Fig. 3. Tradition averaged across sessions and cumulated across generations. Each point represents the average of six or (for later generations) five sessions. The graph shows the results of applying the liberal criterion. The different symbols indicate different time-out durations. The steeper the slope of the curve, the greater was traditionality.

3.3. Instructional traditions

The groups invariably began instructing newcomers, usually as soon as a new participant was brought in. Accurate instructions (e.g., “We get 25 cents for solving a blue anagram, but then we get a time-out”) were distinguished from inaccurate rules, mythology (e.g., “The time-outs are 5 minutes long”), and coercion (e.g., “Just choose red”). Fig. 4 shows the frequencies of these three categories directed at newcomers. The numbers in each generation were averaged across the six (at least five, for later generations) sessions, and then those averages were cumulated across generations. The different scales on the vertical axes for instruction, mythology, and coercion reflect the different frequencies of occurrence: highest for veridical instructions, about eight times lower for mythology, and about eight times lower still for coercion. Multiple regression with cumulated instructing as the dependent variable and generation and time-out as independent variables revealed a significant effect of time-out (β=1.86; t=3.45; p=.002), presumably due to the greater frequency of instructing with the 3-min time-out. If instructing had evolved gradually, as did the choice traditions (Fig. 3), the lines in the top graph would have had positive curvature. Their linearity indicates that instructing began abruptly and continued at the same level. So strong was the tradition of instructing newcomers that it might be called a “social norm.”

Fig. 4. Cumulative rule giving for three different types of rules directed at newcomers. Each point represents the average of six or (for later generations) five sessions. The top graph shows cumulative frequency of accurate instructing. The middle graph shows cumulative frequency of inaccurate rules (myths) that promoted the newcomer's compliance with the group's tradition. The bottom graph shows cumulative frequency of coercive statements that directed the newcomer's behavior without explanation. The different symbols represent different levels of time-out duration. The y axes of the three graphs were scaled according to the overall frequencies of the three types of rules.

### THE TASKS
1: Copy the stretch of the passage on instructional traditions from "Fig. 4. Cumulative rule" through "types of rules.".
2: In the passage on instructional traditions, what does the linearity of the lines in the top graph indicate about instructing?
Work only from the passage on instructional traditions.

### DATA ENTRIES
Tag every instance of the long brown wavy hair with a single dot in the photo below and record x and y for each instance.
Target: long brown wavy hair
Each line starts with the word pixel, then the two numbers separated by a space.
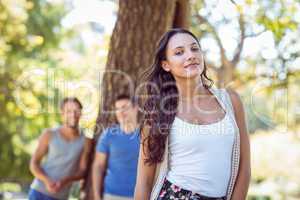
pixel 160 105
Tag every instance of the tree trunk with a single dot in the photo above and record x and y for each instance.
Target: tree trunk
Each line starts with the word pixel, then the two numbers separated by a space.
pixel 139 26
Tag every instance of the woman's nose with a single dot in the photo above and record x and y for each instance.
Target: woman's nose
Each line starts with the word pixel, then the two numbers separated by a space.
pixel 191 55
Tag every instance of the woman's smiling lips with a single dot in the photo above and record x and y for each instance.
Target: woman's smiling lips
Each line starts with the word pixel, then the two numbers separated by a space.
pixel 191 65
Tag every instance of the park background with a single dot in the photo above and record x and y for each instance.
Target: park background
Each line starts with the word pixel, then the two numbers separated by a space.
pixel 50 49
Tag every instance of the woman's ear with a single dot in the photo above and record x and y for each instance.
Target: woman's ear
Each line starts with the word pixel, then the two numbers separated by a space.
pixel 165 65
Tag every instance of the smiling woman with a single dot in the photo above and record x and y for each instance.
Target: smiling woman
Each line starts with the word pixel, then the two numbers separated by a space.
pixel 196 124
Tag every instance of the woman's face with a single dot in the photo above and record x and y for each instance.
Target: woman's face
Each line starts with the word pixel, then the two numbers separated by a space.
pixel 184 57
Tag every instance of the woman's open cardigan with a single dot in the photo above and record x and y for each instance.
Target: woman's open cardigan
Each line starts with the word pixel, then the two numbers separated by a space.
pixel 162 168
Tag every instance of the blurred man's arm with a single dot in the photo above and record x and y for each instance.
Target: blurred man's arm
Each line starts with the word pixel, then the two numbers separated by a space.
pixel 99 169
pixel 35 162
pixel 83 164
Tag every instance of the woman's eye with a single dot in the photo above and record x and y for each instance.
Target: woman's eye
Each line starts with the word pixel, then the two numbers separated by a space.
pixel 178 52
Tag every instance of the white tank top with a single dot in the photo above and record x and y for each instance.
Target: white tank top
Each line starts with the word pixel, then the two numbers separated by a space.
pixel 200 155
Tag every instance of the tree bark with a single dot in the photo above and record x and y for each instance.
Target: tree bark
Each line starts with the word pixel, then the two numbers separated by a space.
pixel 138 28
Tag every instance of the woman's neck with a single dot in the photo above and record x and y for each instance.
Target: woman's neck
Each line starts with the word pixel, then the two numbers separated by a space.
pixel 129 127
pixel 189 89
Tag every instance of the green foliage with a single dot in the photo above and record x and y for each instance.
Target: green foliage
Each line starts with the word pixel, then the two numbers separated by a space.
pixel 29 30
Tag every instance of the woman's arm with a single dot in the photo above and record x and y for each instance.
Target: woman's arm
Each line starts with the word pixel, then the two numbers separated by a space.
pixel 145 174
pixel 244 174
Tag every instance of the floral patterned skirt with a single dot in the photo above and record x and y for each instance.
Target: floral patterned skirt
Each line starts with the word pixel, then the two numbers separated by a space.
pixel 171 191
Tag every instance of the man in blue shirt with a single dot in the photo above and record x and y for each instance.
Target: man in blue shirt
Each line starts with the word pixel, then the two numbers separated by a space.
pixel 117 151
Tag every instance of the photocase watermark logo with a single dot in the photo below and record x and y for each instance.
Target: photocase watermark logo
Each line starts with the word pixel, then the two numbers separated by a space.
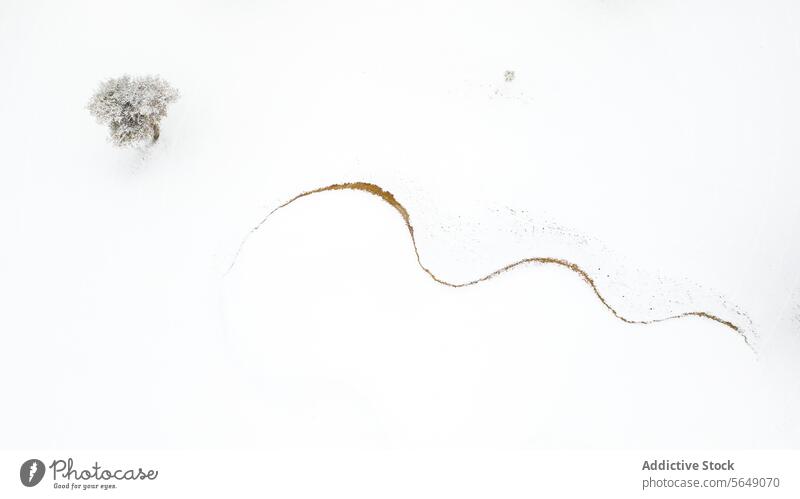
pixel 31 472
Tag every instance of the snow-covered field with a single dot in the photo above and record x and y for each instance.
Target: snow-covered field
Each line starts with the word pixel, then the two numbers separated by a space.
pixel 655 144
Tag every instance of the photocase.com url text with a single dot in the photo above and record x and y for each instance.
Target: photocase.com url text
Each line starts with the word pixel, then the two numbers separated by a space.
pixel 719 483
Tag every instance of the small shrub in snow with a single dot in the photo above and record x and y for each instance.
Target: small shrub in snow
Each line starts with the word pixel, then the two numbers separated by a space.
pixel 132 108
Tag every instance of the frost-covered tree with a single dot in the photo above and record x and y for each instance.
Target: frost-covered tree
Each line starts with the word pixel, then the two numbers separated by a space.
pixel 132 108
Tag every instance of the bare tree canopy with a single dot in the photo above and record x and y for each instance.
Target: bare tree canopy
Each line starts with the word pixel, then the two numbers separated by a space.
pixel 132 107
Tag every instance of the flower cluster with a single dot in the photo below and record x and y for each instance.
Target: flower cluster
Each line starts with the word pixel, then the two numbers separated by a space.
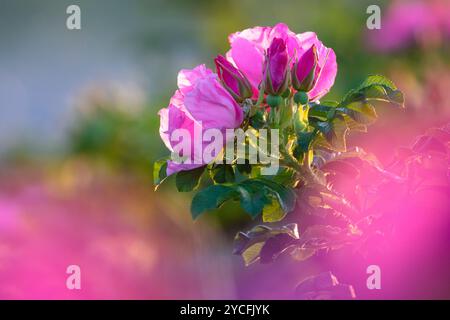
pixel 262 64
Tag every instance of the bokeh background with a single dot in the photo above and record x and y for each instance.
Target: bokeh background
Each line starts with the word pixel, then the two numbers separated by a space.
pixel 79 133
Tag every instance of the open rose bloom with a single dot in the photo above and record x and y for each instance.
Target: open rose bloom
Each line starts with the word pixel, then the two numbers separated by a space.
pixel 259 58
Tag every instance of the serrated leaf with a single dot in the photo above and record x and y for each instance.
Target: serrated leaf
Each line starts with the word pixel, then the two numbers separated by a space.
pixel 187 181
pixel 250 244
pixel 222 173
pixel 334 132
pixel 273 212
pixel 211 198
pixel 375 88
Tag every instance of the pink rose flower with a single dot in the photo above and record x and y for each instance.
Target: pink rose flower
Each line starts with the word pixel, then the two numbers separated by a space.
pixel 248 48
pixel 276 68
pixel 233 80
pixel 200 103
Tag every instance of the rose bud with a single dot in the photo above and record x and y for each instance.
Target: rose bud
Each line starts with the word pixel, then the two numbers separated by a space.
pixel 233 80
pixel 276 68
pixel 304 71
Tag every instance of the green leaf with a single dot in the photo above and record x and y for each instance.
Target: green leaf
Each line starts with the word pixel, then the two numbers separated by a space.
pixel 258 121
pixel 374 88
pixel 159 172
pixel 286 195
pixel 361 112
pixel 245 168
pixel 222 173
pixel 250 244
pixel 189 180
pixel 273 212
pixel 211 198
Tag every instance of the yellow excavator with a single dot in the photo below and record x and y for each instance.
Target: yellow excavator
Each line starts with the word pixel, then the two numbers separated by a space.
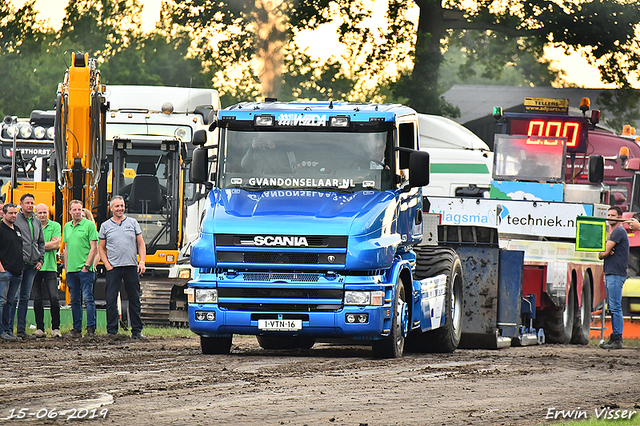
pixel 79 141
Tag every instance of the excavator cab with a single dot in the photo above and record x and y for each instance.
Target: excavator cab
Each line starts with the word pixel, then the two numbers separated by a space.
pixel 152 193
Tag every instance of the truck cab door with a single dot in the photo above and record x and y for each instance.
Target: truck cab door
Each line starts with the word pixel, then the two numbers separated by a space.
pixel 410 202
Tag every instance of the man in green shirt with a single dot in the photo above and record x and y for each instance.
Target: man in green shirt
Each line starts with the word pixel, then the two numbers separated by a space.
pixel 81 245
pixel 45 284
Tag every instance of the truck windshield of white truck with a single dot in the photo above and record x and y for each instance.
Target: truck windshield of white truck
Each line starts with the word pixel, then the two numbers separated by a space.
pixel 333 161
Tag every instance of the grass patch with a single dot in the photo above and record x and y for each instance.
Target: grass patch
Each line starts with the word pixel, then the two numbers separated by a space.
pixel 147 331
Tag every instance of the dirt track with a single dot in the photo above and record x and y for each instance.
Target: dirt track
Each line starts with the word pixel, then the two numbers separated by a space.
pixel 168 381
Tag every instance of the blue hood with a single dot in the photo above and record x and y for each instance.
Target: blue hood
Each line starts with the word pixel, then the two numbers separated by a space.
pixel 298 212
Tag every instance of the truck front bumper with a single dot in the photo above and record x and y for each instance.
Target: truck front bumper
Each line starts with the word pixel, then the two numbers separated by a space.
pixel 344 322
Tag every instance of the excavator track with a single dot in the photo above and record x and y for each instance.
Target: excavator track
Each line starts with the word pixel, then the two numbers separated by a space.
pixel 155 300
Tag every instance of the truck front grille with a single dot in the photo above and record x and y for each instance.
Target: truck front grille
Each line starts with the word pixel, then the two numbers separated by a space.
pixel 242 250
pixel 280 276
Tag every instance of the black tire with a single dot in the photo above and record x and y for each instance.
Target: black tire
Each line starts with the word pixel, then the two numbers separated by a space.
pixel 392 346
pixel 285 342
pixel 558 323
pixel 432 261
pixel 215 345
pixel 582 317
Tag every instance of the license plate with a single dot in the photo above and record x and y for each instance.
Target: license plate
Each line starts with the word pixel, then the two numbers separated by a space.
pixel 280 325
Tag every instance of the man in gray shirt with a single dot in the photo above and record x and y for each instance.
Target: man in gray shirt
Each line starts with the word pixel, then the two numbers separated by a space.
pixel 120 243
pixel 33 257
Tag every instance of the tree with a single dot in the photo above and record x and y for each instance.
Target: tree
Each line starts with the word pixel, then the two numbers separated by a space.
pixel 622 105
pixel 606 29
pixel 249 47
pixel 25 63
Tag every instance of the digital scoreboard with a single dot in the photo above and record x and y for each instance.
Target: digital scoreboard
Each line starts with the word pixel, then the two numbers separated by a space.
pixel 574 129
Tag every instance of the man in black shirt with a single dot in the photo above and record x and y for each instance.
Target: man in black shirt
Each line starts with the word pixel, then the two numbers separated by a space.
pixel 11 265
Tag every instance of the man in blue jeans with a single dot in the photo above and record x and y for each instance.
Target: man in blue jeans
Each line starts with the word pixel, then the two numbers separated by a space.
pixel 11 265
pixel 33 256
pixel 616 257
pixel 81 245
pixel 120 245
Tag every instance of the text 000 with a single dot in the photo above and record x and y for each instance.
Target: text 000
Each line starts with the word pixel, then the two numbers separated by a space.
pixel 280 325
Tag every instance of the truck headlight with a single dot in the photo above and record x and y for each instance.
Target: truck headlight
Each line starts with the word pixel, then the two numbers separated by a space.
pixel 357 297
pixel 206 295
pixel 364 298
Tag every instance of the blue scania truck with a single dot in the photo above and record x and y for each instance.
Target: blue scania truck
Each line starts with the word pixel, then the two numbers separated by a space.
pixel 313 231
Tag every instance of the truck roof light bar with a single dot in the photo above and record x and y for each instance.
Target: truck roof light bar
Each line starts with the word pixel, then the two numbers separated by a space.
pixel 339 121
pixel 264 120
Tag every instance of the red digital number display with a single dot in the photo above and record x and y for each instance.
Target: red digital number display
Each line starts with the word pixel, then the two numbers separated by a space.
pixel 572 130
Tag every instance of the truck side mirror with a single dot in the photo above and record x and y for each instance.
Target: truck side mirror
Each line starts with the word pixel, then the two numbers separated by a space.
pixel 596 168
pixel 419 169
pixel 199 137
pixel 199 165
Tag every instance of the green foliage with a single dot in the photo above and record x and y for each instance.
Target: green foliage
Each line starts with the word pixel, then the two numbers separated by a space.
pixel 305 78
pixel 475 57
pixel 33 57
pixel 622 106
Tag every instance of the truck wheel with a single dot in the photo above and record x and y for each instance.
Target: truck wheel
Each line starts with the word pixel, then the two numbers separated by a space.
pixel 285 342
pixel 392 346
pixel 582 318
pixel 558 324
pixel 432 261
pixel 215 345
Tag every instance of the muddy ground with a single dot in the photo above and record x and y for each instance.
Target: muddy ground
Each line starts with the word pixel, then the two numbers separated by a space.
pixel 167 381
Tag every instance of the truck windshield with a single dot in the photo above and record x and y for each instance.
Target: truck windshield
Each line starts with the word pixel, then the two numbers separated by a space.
pixel 305 160
pixel 529 158
pixel 182 132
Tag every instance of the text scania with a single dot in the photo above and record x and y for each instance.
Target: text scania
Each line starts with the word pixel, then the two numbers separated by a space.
pixel 316 120
pixel 271 241
pixel 552 222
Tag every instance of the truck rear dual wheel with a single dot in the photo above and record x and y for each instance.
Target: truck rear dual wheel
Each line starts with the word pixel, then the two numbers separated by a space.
pixel 215 345
pixel 430 262
pixel 392 346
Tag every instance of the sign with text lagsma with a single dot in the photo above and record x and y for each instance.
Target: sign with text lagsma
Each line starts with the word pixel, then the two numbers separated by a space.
pixel 546 105
pixel 591 233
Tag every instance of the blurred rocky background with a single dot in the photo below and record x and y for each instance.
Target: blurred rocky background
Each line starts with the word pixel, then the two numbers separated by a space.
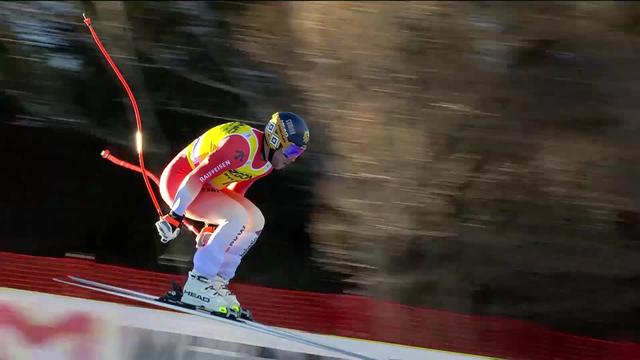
pixel 477 157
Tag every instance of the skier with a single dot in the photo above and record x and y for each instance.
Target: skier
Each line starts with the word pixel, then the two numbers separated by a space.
pixel 206 182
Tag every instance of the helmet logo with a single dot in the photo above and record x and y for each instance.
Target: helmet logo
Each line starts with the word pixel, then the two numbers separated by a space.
pixel 289 127
pixel 274 141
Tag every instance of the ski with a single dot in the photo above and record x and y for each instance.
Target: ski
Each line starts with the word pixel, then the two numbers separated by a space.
pixel 187 309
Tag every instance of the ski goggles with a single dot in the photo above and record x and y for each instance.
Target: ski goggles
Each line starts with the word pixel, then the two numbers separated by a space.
pixel 292 151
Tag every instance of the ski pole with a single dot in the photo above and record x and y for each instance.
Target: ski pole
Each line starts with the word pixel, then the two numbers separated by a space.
pixel 145 174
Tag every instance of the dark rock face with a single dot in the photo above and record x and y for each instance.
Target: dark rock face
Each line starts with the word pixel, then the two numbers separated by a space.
pixel 475 157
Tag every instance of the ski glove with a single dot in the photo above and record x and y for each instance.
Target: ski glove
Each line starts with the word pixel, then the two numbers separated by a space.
pixel 169 226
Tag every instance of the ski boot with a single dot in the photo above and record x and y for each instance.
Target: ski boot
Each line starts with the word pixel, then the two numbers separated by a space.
pixel 200 293
pixel 222 287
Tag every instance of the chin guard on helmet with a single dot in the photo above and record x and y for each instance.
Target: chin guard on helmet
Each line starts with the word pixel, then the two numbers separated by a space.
pixel 289 131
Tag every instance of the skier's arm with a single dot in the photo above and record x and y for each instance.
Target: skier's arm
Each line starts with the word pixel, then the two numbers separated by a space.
pixel 231 154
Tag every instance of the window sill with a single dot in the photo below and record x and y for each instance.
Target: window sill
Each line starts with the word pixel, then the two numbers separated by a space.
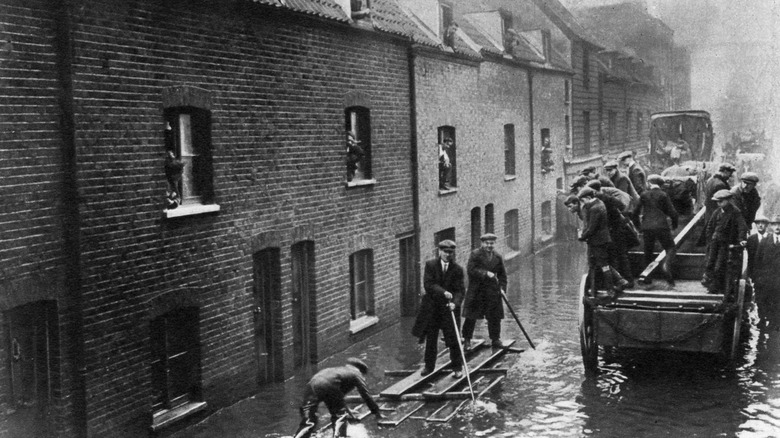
pixel 190 210
pixel 165 418
pixel 510 255
pixel 361 183
pixel 451 190
pixel 362 323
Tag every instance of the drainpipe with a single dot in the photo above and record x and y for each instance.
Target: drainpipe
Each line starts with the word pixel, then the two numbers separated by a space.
pixel 74 334
pixel 532 164
pixel 414 163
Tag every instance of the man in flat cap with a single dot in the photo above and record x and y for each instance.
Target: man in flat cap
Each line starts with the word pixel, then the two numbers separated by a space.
pixel 595 232
pixel 330 386
pixel 725 233
pixel 746 197
pixel 444 290
pixel 620 181
pixel 487 280
pixel 653 215
pixel 634 171
pixel 718 181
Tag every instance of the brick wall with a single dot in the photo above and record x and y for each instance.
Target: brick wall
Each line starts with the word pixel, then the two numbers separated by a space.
pixel 278 86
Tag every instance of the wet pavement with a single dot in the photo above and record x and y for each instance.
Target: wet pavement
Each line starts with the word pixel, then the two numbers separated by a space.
pixel 546 392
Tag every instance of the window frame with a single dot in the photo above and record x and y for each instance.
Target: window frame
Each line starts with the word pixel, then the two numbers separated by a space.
pixel 361 302
pixel 357 120
pixel 192 144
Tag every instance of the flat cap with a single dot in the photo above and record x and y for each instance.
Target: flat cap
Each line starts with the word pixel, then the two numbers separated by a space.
pixel 587 191
pixel 655 179
pixel 594 184
pixel 488 236
pixel 571 199
pixel 611 164
pixel 749 177
pixel 722 195
pixel 359 364
pixel 447 245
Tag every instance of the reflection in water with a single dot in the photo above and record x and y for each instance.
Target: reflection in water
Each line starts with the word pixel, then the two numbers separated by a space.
pixel 637 393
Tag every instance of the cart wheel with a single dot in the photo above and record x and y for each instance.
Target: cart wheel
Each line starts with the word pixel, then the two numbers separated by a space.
pixel 588 345
pixel 737 327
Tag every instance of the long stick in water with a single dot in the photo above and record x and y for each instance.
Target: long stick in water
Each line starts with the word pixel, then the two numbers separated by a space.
pixel 517 320
pixel 462 354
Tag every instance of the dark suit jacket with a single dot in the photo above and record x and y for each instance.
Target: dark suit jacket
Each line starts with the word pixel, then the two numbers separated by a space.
pixel 433 306
pixel 595 228
pixel 483 298
pixel 652 210
pixel 638 178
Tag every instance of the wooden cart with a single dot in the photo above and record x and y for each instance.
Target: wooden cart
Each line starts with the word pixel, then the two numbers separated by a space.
pixel 684 317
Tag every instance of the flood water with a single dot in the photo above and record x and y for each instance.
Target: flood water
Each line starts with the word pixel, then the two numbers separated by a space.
pixel 546 392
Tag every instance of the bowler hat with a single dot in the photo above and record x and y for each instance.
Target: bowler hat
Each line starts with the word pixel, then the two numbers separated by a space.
pixel 722 195
pixel 359 364
pixel 488 236
pixel 447 245
pixel 749 177
pixel 587 191
pixel 655 179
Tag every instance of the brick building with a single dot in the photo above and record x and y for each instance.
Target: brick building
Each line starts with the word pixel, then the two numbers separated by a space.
pixel 123 314
pixel 495 86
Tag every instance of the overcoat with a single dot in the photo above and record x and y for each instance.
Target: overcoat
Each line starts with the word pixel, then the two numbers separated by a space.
pixel 483 298
pixel 433 306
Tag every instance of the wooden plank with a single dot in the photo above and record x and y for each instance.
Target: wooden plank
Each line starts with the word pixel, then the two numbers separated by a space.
pixel 402 411
pixel 411 381
pixel 483 357
pixel 679 239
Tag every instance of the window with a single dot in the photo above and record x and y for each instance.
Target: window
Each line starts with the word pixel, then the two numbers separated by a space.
pixel 361 268
pixel 509 149
pixel 448 158
pixel 628 125
pixel 175 359
pixel 476 227
pixel 512 230
pixel 586 132
pixel 490 220
pixel 445 234
pixel 546 152
pixel 358 150
pixel 188 137
pixel 547 217
pixel 639 124
pixel 585 67
pixel 612 127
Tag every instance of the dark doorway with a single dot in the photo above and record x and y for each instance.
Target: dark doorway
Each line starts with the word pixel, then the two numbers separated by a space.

### SOLUTION LIST
1:
Fig. 4. Cumulative rule giving for three different types of rules directed at newcomers. Each point represents the average of six or (for later generations) five sessions. The top graph shows cumulative frequency of accurate instructing. The middle graph shows cumulative frequency of inaccurate rules (myths) that promoted the newcomer's compliance with the group's tradition. The bottom graph shows cumulative frequency of coercive statements that directed the newcomer's behavior without explanation. The different symbols represent different levels of time-out duration. The y axes of the three graphs were scaled according to the overall frequencies of the three types of rules.

2: It indicates that instructing began abruptly and continued at the same level.